> [Work to do]: Reproduce every line of the listing below without any changes.

Saved entries
○ ○ ○ ○

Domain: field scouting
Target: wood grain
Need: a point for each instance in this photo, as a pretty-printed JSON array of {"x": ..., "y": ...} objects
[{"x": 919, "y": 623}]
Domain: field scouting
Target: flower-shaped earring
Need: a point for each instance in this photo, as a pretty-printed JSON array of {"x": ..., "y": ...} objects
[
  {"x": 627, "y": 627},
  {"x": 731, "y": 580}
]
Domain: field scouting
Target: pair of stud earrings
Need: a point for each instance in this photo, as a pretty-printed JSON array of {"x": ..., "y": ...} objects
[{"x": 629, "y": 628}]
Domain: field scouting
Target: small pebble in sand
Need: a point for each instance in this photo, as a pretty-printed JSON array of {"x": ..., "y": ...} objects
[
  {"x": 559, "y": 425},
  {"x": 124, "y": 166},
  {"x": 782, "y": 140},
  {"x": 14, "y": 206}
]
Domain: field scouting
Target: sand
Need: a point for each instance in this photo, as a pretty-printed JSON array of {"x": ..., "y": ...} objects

○ ○ ○ ○

> [Written solution]:
Domain: field scouting
Target: wood grain
Need: a point for each instance in this photo, as a pretty-printed JSON array of {"x": ..., "y": ...} objects
[{"x": 919, "y": 623}]
Domain: field scouting
Target: flower-shaped earring
Need: a point for each instance in this photo, as a pretty-printed JSON array of {"x": ..., "y": ...} objects
[
  {"x": 627, "y": 627},
  {"x": 731, "y": 580}
]
Domain: field scouting
Target: pair of stud earrings
Need: a point for each instance in this photo, as a pretty-printed JSON array of {"x": ..., "y": ...} objects
[{"x": 629, "y": 628}]
Domain: field scouting
Target: small pebble in sand
Need: a point for each instance in this photo, as a pretty-printed JSON array of {"x": ..., "y": ...} objects
[
  {"x": 559, "y": 425},
  {"x": 124, "y": 166},
  {"x": 782, "y": 140},
  {"x": 14, "y": 206}
]
Domain: field scouting
Target: sand
Need: a point for each instance in this photo, as a pretty-printed JSON array of {"x": ..., "y": ...} objects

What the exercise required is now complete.